INPUT FOR THIS TASK:
* Begin *

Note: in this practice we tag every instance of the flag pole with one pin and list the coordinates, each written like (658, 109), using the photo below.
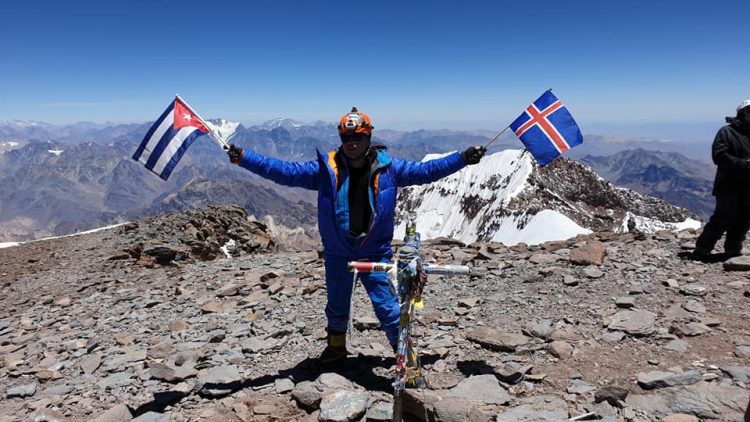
(496, 136)
(222, 143)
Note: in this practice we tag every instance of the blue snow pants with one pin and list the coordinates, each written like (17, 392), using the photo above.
(339, 283)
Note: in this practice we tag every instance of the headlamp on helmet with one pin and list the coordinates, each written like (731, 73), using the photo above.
(355, 122)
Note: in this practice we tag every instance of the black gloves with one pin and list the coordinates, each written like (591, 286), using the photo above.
(472, 155)
(235, 154)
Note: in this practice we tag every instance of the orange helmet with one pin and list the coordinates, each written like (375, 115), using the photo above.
(355, 122)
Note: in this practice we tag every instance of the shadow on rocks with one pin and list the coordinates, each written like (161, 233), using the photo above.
(477, 367)
(707, 259)
(357, 370)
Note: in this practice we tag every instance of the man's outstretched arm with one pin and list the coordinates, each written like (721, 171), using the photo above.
(417, 173)
(288, 173)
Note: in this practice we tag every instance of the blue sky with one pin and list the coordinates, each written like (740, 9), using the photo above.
(432, 64)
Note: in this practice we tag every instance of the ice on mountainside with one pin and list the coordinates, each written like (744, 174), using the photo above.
(507, 198)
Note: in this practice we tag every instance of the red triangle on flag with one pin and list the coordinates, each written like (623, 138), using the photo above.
(184, 117)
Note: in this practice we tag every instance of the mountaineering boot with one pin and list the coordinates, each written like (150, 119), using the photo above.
(333, 356)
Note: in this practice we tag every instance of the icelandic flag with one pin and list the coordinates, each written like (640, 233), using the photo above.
(169, 137)
(547, 128)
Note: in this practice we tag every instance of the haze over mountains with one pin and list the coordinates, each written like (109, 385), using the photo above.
(57, 180)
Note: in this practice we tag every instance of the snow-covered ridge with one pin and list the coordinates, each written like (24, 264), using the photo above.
(507, 198)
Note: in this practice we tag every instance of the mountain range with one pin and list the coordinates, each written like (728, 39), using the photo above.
(58, 180)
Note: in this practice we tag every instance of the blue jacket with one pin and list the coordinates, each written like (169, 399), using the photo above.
(329, 176)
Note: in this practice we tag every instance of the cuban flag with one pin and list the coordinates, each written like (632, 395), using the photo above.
(169, 137)
(547, 128)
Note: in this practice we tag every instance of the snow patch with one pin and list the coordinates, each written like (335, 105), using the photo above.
(650, 225)
(488, 187)
(544, 226)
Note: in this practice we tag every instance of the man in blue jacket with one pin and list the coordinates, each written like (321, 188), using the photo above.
(357, 189)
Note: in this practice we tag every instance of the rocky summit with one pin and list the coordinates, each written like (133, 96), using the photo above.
(198, 316)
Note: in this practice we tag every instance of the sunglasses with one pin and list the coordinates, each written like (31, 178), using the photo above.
(355, 137)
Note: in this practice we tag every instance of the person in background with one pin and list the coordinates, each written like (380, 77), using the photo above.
(357, 189)
(731, 154)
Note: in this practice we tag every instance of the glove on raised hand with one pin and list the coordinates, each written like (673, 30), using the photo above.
(235, 154)
(472, 155)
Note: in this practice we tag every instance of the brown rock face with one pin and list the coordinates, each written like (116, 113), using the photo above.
(591, 253)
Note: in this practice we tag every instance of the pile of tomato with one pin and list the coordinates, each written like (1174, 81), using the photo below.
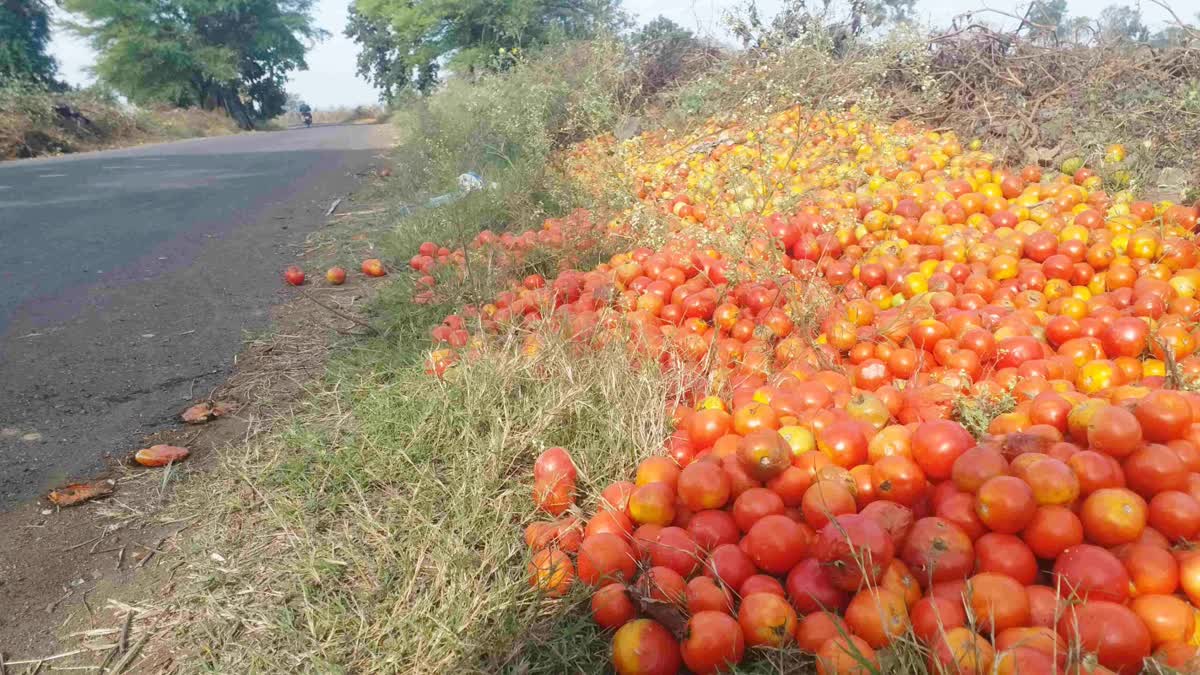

* End *

Can you recast everything from the line containing "Note: in this practice we tag every instance of the brown" down to the end of the material as a Markdown table with the columns Row and Line, one numbered row per line, skipping blank lines and leaving the pictures out?

| Row | Line |
|---|---|
| 1 | Note: in this practice we tag every instance of the brown rock face with one pin and list the coordinates, each written like (116, 113), using the photo above. |
| 2 | (591, 253) |
| 3 | Note: in this practice we tag every instance of the pile of tomato with one pin and list the coordinates, each written like (1174, 81), using the photo below. |